** WHAT IS EXPECTED **
Below are entries; copy exactly, and only, the lines from the one containing "Reviewer note: every instance of the floodlight" through their final line, leaving out pictures.

** GIVEN INFORMATION **
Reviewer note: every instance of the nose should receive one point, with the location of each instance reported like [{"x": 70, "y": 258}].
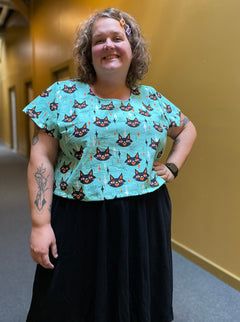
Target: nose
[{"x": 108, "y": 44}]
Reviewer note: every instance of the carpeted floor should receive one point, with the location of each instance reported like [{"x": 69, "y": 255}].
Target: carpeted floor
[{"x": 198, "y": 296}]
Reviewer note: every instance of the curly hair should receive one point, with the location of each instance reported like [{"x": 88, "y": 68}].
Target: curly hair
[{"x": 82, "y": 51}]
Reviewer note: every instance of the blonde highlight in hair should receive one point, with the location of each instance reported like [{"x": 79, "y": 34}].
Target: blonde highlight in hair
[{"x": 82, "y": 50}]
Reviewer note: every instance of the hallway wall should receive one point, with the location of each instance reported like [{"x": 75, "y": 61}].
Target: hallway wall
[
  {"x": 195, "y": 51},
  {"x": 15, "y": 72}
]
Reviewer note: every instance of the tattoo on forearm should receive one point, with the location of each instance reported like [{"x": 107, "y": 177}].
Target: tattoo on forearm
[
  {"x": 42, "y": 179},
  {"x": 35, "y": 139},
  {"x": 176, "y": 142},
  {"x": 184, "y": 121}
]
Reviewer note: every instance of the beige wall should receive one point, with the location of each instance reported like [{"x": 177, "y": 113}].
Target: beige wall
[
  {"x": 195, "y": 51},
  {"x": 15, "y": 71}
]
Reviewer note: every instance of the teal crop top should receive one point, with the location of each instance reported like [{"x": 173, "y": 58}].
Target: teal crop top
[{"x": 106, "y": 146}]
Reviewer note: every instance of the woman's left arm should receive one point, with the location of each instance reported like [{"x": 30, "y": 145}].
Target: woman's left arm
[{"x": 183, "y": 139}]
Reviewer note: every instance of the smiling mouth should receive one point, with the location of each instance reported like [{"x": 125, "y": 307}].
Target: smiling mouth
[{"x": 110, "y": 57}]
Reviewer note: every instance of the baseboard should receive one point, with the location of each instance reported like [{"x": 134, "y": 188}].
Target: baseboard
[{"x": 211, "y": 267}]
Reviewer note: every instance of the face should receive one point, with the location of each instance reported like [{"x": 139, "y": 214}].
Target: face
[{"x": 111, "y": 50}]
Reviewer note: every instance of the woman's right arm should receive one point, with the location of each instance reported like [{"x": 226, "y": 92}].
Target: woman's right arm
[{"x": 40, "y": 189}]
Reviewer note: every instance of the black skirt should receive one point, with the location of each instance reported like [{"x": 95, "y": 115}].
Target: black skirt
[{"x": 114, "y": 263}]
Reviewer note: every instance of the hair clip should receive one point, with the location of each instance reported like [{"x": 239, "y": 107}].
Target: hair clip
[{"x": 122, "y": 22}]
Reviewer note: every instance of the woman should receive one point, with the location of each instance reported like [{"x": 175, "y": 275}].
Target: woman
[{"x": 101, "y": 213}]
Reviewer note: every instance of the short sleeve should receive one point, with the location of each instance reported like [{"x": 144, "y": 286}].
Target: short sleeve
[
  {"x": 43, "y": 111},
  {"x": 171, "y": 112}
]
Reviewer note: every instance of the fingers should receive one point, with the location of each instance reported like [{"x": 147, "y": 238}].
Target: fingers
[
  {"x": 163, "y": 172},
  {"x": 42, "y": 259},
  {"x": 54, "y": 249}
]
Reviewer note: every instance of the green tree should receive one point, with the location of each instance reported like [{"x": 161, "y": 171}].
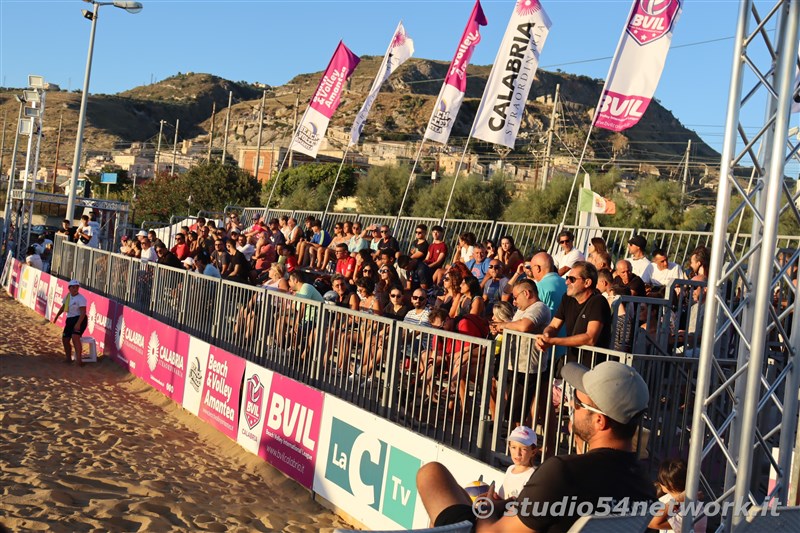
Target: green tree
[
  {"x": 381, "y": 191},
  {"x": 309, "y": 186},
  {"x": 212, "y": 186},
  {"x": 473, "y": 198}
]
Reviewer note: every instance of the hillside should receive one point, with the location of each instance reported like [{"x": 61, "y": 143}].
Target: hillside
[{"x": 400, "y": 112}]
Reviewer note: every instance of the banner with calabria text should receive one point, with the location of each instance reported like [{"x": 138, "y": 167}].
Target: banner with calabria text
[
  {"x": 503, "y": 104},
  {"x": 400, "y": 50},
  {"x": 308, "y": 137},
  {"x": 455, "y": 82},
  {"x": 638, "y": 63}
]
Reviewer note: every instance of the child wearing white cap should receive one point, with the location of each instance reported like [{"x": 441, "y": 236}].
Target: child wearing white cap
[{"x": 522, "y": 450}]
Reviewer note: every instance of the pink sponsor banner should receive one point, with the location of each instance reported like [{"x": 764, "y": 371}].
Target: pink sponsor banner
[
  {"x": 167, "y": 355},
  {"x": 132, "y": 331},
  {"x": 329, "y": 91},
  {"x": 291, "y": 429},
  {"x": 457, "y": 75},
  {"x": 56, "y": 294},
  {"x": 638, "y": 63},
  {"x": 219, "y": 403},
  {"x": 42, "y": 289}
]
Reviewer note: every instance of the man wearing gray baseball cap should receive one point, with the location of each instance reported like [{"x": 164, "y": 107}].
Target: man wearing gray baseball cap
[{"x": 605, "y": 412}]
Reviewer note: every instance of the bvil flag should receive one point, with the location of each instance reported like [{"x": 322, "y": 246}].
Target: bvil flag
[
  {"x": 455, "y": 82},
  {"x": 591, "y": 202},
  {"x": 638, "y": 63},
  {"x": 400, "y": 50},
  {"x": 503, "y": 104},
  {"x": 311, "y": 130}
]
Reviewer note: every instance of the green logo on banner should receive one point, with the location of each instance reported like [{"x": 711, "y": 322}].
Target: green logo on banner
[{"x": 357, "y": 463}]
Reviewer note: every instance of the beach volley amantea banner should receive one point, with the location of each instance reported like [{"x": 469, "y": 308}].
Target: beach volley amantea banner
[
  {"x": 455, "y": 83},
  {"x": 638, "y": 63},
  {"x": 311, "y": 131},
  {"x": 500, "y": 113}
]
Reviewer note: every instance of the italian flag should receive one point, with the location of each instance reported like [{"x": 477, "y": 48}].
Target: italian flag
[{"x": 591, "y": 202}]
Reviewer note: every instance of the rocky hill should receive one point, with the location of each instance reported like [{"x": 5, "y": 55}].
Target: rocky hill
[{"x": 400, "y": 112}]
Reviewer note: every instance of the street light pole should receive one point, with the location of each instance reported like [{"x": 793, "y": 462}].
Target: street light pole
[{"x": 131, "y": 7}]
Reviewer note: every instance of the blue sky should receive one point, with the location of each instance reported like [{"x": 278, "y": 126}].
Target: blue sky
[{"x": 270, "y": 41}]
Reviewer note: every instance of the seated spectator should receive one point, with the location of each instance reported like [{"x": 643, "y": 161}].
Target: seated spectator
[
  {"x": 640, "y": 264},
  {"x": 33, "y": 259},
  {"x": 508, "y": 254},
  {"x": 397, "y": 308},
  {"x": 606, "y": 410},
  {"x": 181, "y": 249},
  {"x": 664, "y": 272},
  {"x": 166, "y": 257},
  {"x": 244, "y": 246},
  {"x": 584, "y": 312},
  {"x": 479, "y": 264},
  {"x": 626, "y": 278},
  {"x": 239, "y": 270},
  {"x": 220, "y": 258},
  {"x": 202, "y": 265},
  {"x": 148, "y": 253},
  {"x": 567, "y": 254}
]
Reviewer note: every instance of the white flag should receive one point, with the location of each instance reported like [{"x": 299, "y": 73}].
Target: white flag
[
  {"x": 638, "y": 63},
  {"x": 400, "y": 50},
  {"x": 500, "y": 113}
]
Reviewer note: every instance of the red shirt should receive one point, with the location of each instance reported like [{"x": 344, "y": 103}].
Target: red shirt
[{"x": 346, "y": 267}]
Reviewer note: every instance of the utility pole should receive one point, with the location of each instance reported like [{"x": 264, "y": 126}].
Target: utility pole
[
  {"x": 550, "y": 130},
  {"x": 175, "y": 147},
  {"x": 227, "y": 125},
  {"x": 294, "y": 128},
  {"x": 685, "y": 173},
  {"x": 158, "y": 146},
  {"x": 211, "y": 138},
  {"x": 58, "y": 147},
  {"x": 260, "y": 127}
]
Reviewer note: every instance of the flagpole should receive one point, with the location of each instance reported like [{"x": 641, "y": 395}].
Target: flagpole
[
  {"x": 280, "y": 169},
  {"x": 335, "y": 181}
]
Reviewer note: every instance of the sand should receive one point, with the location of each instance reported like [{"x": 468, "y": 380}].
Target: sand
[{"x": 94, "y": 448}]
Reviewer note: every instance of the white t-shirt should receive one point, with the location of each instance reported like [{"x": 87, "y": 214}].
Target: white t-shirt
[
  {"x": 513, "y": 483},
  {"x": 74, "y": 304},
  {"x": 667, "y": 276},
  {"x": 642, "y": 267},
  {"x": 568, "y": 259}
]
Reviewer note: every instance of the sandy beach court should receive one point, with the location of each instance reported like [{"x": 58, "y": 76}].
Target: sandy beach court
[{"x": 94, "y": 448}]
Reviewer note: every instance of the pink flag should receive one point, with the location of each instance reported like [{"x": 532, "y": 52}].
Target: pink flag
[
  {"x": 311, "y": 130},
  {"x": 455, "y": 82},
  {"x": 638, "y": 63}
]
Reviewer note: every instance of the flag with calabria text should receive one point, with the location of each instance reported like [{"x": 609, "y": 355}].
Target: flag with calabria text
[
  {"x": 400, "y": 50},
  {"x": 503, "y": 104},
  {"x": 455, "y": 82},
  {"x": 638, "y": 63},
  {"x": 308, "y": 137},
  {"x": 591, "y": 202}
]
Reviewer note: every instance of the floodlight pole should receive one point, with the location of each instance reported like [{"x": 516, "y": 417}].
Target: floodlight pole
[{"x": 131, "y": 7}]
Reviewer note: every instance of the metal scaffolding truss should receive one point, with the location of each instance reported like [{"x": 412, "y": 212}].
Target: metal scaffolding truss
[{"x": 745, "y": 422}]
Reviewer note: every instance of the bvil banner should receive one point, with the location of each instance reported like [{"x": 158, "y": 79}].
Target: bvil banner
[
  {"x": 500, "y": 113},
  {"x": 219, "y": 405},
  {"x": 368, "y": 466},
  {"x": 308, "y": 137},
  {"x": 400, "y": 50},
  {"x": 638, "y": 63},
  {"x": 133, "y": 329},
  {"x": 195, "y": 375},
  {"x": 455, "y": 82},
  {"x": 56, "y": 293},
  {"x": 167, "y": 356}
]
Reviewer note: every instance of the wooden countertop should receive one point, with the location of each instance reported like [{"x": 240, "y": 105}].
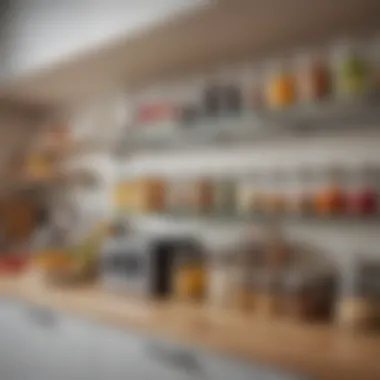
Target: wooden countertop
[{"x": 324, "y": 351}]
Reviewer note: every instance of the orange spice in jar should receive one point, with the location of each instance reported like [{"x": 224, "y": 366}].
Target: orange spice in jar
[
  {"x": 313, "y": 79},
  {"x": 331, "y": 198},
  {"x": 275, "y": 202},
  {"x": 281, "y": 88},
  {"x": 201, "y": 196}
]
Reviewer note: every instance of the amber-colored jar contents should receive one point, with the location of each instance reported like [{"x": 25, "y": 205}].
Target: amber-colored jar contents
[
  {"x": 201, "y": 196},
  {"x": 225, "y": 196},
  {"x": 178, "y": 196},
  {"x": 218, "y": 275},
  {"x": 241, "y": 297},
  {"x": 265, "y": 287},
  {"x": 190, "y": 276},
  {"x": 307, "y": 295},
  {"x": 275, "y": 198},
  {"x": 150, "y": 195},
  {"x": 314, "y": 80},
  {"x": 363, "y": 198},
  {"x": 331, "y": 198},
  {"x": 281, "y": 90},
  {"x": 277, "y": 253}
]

** OUTPUT FOR THIS TASK **
Reviewer note: every instance of the floodlight pole should receive one point, with the location of each instance reported like [{"x": 516, "y": 417}].
Target: floodlight pole
[{"x": 131, "y": 7}]
Reviewer note: every instance of the metal scaffolding truss should receive one point, with the location of each instance reported like [{"x": 412, "y": 212}].
Target: metal scaffolding truss
[{"x": 745, "y": 422}]
Reviewer note: every instance of the bvil banner should receive one point, with the location of each instance reported like [{"x": 158, "y": 79}].
Target: bvil banner
[
  {"x": 500, "y": 113},
  {"x": 219, "y": 405},
  {"x": 368, "y": 466},
  {"x": 308, "y": 137},
  {"x": 400, "y": 50},
  {"x": 638, "y": 63},
  {"x": 133, "y": 329},
  {"x": 195, "y": 375},
  {"x": 455, "y": 82},
  {"x": 56, "y": 293},
  {"x": 167, "y": 356}
]
Reviewer note: every instance of the wooden countertop should receive one point, with the location of each instance reported like [{"x": 240, "y": 105}].
Target: wooden countertop
[{"x": 324, "y": 351}]
Reviewer note: every instance of the orange spice in jar should receive one point, with the location of each instance reported like [{"x": 224, "y": 366}].
Target: orange spice in jar
[
  {"x": 313, "y": 79},
  {"x": 331, "y": 198},
  {"x": 275, "y": 202},
  {"x": 281, "y": 88},
  {"x": 201, "y": 196}
]
Reviewer note: every instance of the amber-colored jar contents should receive one point, with the location of each instance reported like [{"x": 25, "y": 205}].
Target: amber-colored jar contents
[
  {"x": 201, "y": 196},
  {"x": 225, "y": 196},
  {"x": 178, "y": 196},
  {"x": 218, "y": 275},
  {"x": 241, "y": 297},
  {"x": 265, "y": 287},
  {"x": 190, "y": 276},
  {"x": 307, "y": 295},
  {"x": 275, "y": 198},
  {"x": 150, "y": 195},
  {"x": 314, "y": 80},
  {"x": 363, "y": 198},
  {"x": 331, "y": 198},
  {"x": 281, "y": 90},
  {"x": 277, "y": 253}
]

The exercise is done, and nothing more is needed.